§ Exercise material
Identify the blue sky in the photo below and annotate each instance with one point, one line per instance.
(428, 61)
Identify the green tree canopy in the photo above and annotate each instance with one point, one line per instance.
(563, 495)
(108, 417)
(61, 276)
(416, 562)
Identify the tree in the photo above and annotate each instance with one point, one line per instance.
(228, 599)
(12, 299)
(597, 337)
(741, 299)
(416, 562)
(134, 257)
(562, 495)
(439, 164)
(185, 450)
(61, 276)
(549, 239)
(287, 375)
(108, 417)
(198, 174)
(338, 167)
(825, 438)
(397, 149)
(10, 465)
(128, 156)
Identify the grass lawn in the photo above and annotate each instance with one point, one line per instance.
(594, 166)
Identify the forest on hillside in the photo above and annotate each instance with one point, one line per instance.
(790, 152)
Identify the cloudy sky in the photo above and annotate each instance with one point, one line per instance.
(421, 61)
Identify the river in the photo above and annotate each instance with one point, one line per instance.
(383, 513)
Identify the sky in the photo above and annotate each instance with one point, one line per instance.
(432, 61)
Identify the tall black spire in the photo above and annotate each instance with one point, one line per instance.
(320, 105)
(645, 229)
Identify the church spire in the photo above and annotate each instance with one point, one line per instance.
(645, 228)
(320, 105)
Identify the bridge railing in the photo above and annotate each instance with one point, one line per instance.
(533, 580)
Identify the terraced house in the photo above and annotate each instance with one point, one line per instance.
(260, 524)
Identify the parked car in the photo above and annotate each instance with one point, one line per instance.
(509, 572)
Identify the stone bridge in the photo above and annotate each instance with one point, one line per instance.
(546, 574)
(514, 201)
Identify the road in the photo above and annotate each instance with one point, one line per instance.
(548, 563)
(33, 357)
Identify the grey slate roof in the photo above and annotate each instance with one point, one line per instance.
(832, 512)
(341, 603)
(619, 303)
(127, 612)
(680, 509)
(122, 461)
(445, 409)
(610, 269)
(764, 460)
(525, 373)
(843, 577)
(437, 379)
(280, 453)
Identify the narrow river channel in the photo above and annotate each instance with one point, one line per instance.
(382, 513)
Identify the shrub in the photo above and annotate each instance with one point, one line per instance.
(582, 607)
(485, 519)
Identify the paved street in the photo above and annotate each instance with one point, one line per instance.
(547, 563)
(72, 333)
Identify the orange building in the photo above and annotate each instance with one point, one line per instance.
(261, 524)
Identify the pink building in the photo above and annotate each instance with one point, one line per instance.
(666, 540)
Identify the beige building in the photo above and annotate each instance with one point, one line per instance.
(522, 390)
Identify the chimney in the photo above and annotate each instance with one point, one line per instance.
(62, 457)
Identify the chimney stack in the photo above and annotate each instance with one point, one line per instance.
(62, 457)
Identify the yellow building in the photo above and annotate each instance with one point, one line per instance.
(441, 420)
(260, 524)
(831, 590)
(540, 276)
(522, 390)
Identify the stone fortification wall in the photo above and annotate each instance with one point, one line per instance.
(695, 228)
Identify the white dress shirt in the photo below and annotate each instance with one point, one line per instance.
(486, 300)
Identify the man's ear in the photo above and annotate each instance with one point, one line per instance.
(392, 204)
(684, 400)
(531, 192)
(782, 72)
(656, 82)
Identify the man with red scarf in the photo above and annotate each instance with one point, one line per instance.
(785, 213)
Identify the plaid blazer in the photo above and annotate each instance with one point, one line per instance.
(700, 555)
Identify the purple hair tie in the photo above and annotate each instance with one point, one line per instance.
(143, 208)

§ The problem
Each entry above must be repeated word for word.

§ Response
Identify the blue sky in the photo below and annotate each instance with one point, one line per instance.
(428, 61)
Identify the green tree canopy in the photo above and annotate each instance with one point, one line per instance.
(563, 495)
(108, 417)
(61, 276)
(416, 562)
Identify the tree in the photo above and annotate each instance with one point, one line per instance.
(228, 599)
(12, 299)
(597, 337)
(741, 299)
(416, 562)
(134, 257)
(562, 495)
(439, 164)
(185, 450)
(61, 276)
(549, 239)
(287, 375)
(108, 417)
(198, 174)
(338, 167)
(825, 438)
(397, 149)
(10, 465)
(128, 156)
Identify the grass lawn in the photo above and annotate each instance with one point, one line per instance.
(594, 166)
Identify the forest on hillside in the photo above and annotate each instance with one point, one line per instance.
(790, 152)
Identify the cloudy sky in the photo above and annotate each instance with one point, one line per instance.
(421, 61)
Identify the river in the photo above and annotate each instance with one point, one line per instance.
(383, 513)
Identify the sky in the photo above and annotate each instance with one point, one line per instance.
(432, 61)
Identify the tall black spire in the photo above and annotate each instance with one point, one line per instance.
(320, 105)
(645, 229)
Identify the church spire in the photo above and annotate each instance with one point, one line per instance.
(645, 228)
(320, 105)
Identify the bridge railing in the photo above and annotate each instance with one point, one line per instance.
(533, 580)
Identify the terraced house in the photo above and annotate each instance with one point, one line per instance.
(260, 524)
Identify the parked car in the photo above and annotate each instance with one point, one line per instance.
(509, 572)
Identify the stone bridge in the photo above and annotate each instance with one point, one line per instance.
(546, 574)
(514, 201)
Identify the road in the photo above and annotate each instance with one point, one line per instance.
(548, 563)
(33, 357)
Identify the grey slate roof in the photo above and annotate each instance with one point, one line per instance.
(832, 512)
(341, 603)
(619, 303)
(127, 612)
(680, 509)
(122, 461)
(445, 409)
(610, 269)
(764, 460)
(525, 373)
(843, 577)
(437, 379)
(280, 453)
Identify the narrow river channel in the photo above and annotate each instance with one point, one line per instance.
(382, 513)
Identify the shrub in the photo above and annotate each instance with one point, one line per instance.
(582, 607)
(485, 519)
Identify the paved street in the photo above and annotate each instance with one point, one line per instance.
(547, 563)
(72, 333)
Identify the orange building in the photo above and annotate each instance with one point, one line per instance.
(261, 524)
Identify the pink building in the photo above and annotate each instance with one point, one line per instance.
(666, 540)
Identify the beige building in the photo above and annotate each instance with one point, one line per instance.
(522, 390)
Identify the chimney in the photo above and annotate each instance with one point, one line per instance.
(62, 457)
Identify the chimney stack in the photo above and annotate each instance with one point, one line per instance.
(62, 457)
Identify the yellow building in the photo above and annotate each instance with one point, one line per instance.
(441, 420)
(260, 524)
(831, 590)
(540, 276)
(522, 390)
Identify the stone fortification wall in the photo above and annotate each instance with one point, one line per instance.
(695, 228)
Identify the white dress shirt in the photo below and annotate each instance with one point, one line per instance.
(486, 300)
Identify the man's ear in the photo above and annotate each instance with one point, one line per instance.
(392, 204)
(684, 400)
(531, 192)
(782, 72)
(656, 82)
Identify the man with red scarf in the photo above and annotate each instance with one point, one line per instance.
(785, 213)
Identify the plaid blazer in the photo above and annotate each instance with one point, one line per instance.
(700, 555)
Identify the purple hair tie in the photo above and annotate each instance with one point, one line per instance.
(143, 208)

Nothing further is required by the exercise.